__PROBLEM REQUIREMENTS__
Show each line of the records below where the word "category" occurs.

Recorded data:
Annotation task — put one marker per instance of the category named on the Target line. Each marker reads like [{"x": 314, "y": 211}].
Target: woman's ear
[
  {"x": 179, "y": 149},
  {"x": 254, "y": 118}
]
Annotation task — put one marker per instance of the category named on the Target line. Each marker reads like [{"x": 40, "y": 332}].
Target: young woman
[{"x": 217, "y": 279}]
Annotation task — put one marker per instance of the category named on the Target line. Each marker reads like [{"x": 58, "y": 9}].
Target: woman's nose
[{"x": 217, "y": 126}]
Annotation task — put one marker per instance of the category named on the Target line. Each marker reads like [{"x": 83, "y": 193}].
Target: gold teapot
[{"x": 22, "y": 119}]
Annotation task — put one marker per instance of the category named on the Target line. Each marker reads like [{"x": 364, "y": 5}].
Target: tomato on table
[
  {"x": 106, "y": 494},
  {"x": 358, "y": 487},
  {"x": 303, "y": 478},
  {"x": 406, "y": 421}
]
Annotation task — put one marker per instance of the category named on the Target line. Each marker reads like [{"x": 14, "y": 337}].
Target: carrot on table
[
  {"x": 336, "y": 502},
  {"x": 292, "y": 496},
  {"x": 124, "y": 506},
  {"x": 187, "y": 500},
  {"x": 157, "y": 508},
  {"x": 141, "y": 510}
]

__REPLY TO THE TASK__
Annotation task — put one marker per instance of the category named on the Target line. Each marker reads like [{"x": 314, "y": 211}].
Annotation task — put one marker per instance of the category named on the Target line. Each marker reads like [{"x": 40, "y": 332}].
Annotation task — put one marker per instance of the category named on the Target line. Each marker reads like [{"x": 58, "y": 9}].
Annotation task — put one marker per instance of the category named on the Target line. Each marker reads like [{"x": 83, "y": 193}].
Annotation task — put one marker per instance of the category named on the Target line. Each marker reads like [{"x": 364, "y": 5}].
Annotation task — put one marker per instance of the category named on the Target line. Each marker reads like [{"x": 14, "y": 337}].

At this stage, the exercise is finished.